==== INPUT FOR THIS TASK ====

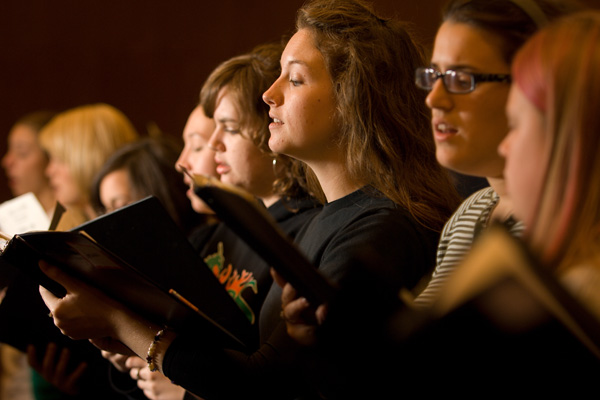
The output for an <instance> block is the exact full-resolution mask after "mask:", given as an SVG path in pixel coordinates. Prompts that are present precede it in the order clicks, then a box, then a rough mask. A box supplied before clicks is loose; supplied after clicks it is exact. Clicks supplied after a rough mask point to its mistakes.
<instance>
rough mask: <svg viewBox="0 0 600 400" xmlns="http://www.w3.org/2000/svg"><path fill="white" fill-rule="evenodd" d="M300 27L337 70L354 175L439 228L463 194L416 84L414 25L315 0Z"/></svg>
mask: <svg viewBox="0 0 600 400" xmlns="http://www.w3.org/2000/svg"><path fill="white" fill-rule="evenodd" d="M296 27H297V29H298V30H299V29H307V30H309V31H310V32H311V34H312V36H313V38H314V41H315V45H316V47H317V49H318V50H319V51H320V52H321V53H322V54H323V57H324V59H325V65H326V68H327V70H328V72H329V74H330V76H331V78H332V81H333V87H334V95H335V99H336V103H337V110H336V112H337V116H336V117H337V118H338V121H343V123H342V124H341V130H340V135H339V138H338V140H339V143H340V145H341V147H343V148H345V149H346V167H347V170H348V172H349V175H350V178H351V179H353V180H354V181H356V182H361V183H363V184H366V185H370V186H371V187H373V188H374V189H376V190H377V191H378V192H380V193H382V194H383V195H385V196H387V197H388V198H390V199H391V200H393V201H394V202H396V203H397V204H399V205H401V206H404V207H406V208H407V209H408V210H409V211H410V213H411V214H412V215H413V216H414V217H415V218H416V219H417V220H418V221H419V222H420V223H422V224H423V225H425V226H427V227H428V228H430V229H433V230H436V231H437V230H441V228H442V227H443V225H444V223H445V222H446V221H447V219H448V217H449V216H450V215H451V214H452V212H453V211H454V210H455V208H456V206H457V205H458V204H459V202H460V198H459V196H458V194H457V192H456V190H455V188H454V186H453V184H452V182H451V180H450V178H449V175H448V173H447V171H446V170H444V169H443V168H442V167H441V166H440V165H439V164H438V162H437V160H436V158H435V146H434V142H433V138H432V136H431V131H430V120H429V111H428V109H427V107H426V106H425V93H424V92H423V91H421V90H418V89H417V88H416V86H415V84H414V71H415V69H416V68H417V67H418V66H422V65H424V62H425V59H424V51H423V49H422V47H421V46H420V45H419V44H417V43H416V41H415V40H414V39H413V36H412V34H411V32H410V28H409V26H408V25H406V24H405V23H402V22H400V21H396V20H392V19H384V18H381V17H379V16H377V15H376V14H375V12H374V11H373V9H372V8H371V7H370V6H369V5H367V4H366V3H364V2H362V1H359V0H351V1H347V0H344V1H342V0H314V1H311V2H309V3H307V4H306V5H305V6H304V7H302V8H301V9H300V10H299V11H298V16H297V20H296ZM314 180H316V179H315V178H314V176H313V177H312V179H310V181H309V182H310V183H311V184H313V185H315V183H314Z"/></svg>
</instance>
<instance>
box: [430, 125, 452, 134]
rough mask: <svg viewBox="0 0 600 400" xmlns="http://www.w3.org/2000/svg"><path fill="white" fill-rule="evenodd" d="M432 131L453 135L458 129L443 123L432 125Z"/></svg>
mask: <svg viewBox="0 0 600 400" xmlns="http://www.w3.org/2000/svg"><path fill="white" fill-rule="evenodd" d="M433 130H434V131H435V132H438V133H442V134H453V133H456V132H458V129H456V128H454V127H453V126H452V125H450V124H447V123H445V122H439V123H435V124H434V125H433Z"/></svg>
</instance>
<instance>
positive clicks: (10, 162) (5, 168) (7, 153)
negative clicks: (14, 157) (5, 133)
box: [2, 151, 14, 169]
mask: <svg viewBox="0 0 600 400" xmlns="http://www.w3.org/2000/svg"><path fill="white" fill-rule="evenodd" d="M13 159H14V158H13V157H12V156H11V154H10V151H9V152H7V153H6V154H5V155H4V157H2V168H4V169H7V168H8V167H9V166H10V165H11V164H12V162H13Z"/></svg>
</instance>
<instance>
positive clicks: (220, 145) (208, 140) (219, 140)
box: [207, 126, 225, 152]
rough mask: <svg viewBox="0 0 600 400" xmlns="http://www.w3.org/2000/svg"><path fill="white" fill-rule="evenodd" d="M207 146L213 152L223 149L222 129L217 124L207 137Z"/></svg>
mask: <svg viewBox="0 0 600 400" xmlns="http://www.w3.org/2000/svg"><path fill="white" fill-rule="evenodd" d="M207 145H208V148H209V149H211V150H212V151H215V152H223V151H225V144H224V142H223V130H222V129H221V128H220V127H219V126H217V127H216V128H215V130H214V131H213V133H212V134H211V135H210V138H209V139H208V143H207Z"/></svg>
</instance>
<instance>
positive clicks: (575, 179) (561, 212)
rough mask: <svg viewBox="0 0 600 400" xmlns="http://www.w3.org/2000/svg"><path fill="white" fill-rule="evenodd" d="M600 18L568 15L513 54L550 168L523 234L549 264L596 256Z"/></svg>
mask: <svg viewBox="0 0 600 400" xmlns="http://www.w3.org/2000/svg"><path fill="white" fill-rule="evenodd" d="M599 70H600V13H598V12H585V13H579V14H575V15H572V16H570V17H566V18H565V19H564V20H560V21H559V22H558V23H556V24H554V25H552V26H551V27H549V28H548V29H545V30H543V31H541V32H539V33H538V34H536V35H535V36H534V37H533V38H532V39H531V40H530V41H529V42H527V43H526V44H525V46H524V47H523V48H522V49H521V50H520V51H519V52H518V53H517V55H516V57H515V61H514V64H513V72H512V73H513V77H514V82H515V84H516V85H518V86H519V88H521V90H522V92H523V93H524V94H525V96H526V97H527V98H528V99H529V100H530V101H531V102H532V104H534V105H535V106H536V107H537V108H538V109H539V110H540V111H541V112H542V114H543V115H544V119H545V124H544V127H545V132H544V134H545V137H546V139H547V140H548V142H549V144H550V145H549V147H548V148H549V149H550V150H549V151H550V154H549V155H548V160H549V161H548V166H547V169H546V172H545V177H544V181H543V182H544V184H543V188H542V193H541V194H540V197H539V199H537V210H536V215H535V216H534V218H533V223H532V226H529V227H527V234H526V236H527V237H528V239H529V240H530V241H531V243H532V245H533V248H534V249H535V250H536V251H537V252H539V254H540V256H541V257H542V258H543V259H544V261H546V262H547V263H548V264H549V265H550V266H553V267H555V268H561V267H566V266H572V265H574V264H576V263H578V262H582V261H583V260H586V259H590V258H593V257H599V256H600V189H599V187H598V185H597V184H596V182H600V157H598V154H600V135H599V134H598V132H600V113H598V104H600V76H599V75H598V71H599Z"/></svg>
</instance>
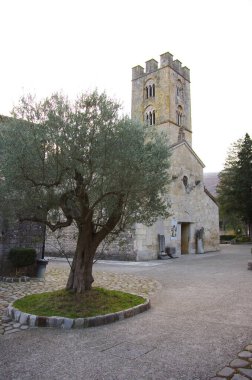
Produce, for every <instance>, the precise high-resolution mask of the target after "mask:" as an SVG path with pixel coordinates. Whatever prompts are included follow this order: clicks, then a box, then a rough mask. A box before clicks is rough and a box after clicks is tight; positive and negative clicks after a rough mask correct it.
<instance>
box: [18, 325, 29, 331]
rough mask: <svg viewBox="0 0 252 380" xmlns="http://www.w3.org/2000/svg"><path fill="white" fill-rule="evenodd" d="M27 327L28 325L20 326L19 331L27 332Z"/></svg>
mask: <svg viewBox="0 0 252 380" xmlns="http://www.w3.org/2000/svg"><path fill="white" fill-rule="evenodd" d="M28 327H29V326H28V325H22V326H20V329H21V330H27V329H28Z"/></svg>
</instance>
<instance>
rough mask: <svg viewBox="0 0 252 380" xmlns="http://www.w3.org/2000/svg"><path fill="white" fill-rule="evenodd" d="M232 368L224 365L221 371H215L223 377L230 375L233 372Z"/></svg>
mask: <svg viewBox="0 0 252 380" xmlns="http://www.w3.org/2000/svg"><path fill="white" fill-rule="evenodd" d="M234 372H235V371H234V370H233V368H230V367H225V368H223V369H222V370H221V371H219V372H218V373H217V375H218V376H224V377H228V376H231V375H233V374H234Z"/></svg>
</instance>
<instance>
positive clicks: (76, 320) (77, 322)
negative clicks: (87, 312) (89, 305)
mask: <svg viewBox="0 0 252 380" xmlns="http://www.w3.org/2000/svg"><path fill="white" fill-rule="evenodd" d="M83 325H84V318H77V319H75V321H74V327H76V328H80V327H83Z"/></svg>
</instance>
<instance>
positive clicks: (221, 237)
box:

====

What you give back should be exactly the lines of the data above from the line with "positive clicks: (10, 162) (5, 168) (7, 153)" through the line with "box: [207, 126, 225, 152]", both of those included, and nothing more.

__RESPONSE__
positive clicks: (10, 162) (5, 168) (7, 153)
negative clicks: (14, 157) (5, 133)
box: [2, 151, 14, 169]
mask: <svg viewBox="0 0 600 400" xmlns="http://www.w3.org/2000/svg"><path fill="white" fill-rule="evenodd" d="M13 159H14V158H13V157H12V156H11V154H10V151H9V152H7V153H6V154H5V155H4V157H2V168H4V169H7V168H8V167H9V166H10V165H11V164H12V162H13Z"/></svg>
</instance>
<instance>
positive clicks: (220, 145) (208, 140) (219, 140)
box: [207, 126, 225, 152]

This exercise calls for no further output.